• What you will do: A precise copy of the data is required, with every picture left out.

• Data for the task:
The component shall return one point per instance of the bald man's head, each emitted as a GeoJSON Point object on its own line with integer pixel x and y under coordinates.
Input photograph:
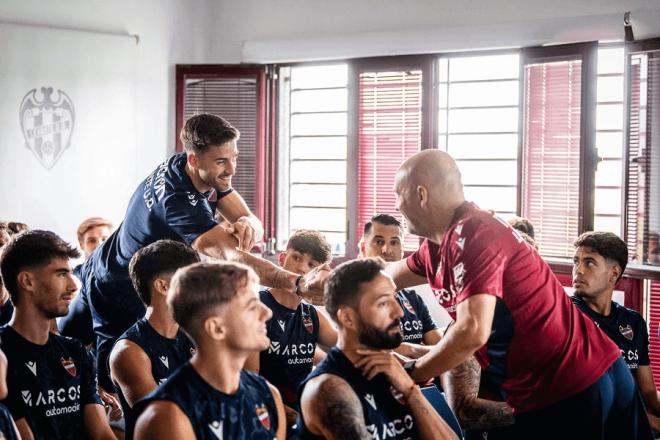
{"type": "Point", "coordinates": [429, 189]}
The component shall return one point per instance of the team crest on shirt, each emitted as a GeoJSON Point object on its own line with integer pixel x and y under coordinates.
{"type": "Point", "coordinates": [626, 332]}
{"type": "Point", "coordinates": [216, 429]}
{"type": "Point", "coordinates": [309, 325]}
{"type": "Point", "coordinates": [69, 366]}
{"type": "Point", "coordinates": [263, 416]}
{"type": "Point", "coordinates": [397, 395]}
{"type": "Point", "coordinates": [408, 306]}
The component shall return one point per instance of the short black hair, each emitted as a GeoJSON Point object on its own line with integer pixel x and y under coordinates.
{"type": "Point", "coordinates": [607, 244]}
{"type": "Point", "coordinates": [383, 219]}
{"type": "Point", "coordinates": [31, 249]}
{"type": "Point", "coordinates": [311, 242]}
{"type": "Point", "coordinates": [196, 291]}
{"type": "Point", "coordinates": [523, 225]}
{"type": "Point", "coordinates": [163, 257]}
{"type": "Point", "coordinates": [343, 286]}
{"type": "Point", "coordinates": [204, 130]}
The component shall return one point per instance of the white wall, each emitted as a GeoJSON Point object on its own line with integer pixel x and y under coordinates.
{"type": "Point", "coordinates": [297, 30]}
{"type": "Point", "coordinates": [170, 32]}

• Final answer:
The component shall return one point per instance of the bald man's head, each emitted as a GeoJSON Point object on its own line with integer pixel x and y under coordinates.
Input photograph:
{"type": "Point", "coordinates": [429, 189]}
The component shall return one point per instance of the team crest on shirt, each emitted as a GeoJSON Point object on its own line with integer pixel x and y under coordinates.
{"type": "Point", "coordinates": [626, 332]}
{"type": "Point", "coordinates": [216, 429]}
{"type": "Point", "coordinates": [309, 325]}
{"type": "Point", "coordinates": [69, 366]}
{"type": "Point", "coordinates": [263, 416]}
{"type": "Point", "coordinates": [397, 395]}
{"type": "Point", "coordinates": [408, 306]}
The component shall return one point per instance of the short black hair, each emitted as a GeoJSON Point object on its own line with integer pixel x and y under coordinates.
{"type": "Point", "coordinates": [607, 244]}
{"type": "Point", "coordinates": [383, 219]}
{"type": "Point", "coordinates": [31, 249]}
{"type": "Point", "coordinates": [311, 242]}
{"type": "Point", "coordinates": [196, 291]}
{"type": "Point", "coordinates": [523, 225]}
{"type": "Point", "coordinates": [163, 257]}
{"type": "Point", "coordinates": [343, 286]}
{"type": "Point", "coordinates": [204, 130]}
The component shall return one point per instance of the white wall, each emitted as a GeoJSON Point object on its own line with integer pixel x and y under coordinates.
{"type": "Point", "coordinates": [297, 30]}
{"type": "Point", "coordinates": [170, 32]}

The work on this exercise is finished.